*** Opening Data provided ***

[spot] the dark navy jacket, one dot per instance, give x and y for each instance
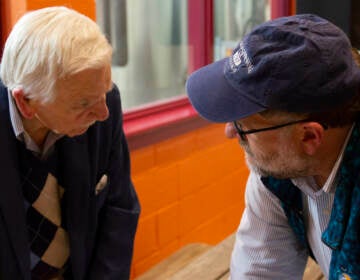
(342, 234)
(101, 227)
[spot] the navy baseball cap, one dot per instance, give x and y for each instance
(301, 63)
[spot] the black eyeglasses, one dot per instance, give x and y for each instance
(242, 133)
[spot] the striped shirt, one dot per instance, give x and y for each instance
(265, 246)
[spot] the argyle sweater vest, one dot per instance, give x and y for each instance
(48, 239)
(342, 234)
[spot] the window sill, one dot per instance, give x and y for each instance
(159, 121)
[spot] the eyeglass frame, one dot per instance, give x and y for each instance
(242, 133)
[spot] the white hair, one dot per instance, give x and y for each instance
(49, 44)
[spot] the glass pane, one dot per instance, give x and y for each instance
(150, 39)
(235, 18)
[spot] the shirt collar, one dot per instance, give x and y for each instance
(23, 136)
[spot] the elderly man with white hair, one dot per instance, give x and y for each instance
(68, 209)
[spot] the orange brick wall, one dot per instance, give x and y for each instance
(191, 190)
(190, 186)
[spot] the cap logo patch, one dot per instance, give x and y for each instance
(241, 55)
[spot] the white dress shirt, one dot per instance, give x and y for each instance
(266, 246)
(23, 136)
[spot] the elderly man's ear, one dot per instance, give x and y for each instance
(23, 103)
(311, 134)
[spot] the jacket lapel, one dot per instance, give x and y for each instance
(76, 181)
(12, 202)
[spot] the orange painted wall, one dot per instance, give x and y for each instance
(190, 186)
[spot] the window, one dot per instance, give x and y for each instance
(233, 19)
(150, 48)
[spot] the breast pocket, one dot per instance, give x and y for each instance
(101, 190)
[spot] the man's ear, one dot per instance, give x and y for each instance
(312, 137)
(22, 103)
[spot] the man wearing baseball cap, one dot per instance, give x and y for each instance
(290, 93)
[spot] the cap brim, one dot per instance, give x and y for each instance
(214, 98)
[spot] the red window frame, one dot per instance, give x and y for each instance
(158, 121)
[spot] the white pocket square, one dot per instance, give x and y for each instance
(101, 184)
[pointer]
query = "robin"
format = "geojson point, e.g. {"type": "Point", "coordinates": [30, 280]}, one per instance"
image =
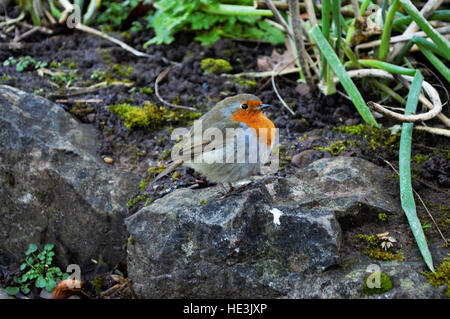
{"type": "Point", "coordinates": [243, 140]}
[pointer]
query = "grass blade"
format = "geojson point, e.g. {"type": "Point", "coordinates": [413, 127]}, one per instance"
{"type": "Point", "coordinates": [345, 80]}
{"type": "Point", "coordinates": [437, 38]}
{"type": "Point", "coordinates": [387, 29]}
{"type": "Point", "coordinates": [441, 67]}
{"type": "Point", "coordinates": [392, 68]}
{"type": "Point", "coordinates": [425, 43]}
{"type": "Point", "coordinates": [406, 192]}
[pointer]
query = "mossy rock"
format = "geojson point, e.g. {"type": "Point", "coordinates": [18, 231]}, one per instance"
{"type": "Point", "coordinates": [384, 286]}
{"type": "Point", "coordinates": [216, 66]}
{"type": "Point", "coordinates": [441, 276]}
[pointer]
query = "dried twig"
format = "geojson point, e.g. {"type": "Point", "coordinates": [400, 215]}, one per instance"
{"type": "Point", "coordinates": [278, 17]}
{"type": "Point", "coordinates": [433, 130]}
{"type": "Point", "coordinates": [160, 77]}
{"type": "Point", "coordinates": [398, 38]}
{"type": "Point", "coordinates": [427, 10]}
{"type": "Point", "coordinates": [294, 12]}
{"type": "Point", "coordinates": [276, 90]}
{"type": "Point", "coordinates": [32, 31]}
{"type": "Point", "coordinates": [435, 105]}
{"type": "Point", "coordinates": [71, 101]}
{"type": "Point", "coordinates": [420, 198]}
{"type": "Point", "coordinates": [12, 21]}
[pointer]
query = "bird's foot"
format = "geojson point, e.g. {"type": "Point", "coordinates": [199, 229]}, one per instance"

*** Closing Data provided ***
*** Opening Data provided ***

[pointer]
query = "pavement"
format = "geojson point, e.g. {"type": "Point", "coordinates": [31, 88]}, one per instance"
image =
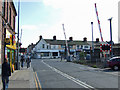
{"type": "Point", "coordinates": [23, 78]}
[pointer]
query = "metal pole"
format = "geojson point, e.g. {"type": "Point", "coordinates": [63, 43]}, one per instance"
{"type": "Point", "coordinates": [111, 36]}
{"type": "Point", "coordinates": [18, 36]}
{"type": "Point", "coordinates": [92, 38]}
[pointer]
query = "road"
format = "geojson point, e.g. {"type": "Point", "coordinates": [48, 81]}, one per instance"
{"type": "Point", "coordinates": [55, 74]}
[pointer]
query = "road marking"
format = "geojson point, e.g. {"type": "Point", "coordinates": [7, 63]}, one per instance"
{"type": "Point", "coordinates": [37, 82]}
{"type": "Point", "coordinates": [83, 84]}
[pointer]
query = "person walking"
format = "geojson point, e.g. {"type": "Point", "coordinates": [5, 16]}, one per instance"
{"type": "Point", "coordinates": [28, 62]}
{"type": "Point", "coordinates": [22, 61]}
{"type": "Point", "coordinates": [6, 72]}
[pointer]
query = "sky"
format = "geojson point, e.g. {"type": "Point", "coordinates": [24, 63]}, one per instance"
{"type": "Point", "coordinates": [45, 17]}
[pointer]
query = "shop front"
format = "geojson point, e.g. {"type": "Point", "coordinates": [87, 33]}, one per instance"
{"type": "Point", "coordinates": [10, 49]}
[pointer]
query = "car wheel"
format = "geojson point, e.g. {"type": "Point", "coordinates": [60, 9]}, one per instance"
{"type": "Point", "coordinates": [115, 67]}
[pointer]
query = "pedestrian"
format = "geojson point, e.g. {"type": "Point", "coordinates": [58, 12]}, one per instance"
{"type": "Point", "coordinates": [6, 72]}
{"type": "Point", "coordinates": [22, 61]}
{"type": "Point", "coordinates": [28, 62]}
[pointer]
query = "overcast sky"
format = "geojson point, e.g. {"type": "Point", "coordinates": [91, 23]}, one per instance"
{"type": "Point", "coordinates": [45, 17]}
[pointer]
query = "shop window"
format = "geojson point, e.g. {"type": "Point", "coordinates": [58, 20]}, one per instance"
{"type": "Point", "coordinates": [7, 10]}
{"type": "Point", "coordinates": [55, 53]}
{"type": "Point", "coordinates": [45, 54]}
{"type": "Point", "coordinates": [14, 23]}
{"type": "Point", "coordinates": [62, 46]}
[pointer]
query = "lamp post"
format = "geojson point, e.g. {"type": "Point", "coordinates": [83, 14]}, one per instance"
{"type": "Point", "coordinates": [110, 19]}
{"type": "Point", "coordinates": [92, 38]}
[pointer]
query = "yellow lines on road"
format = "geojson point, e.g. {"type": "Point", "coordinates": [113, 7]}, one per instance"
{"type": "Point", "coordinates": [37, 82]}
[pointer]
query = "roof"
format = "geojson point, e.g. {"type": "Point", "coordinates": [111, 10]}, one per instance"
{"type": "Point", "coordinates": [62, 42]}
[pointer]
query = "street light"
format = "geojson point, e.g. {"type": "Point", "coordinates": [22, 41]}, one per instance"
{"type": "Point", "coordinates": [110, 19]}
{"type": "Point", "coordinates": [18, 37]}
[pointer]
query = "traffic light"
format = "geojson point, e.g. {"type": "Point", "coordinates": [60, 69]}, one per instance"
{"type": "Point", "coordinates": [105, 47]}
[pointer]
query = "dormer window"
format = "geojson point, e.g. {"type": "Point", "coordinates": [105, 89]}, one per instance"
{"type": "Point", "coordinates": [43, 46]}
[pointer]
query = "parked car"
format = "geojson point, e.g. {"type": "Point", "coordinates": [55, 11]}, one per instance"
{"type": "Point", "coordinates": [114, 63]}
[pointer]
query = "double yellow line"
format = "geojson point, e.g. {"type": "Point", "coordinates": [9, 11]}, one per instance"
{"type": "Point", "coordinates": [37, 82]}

*** Closing Data provided ***

Assigned task
Reply with one number, the count of lines in the data that contain "light".

Worked solution
2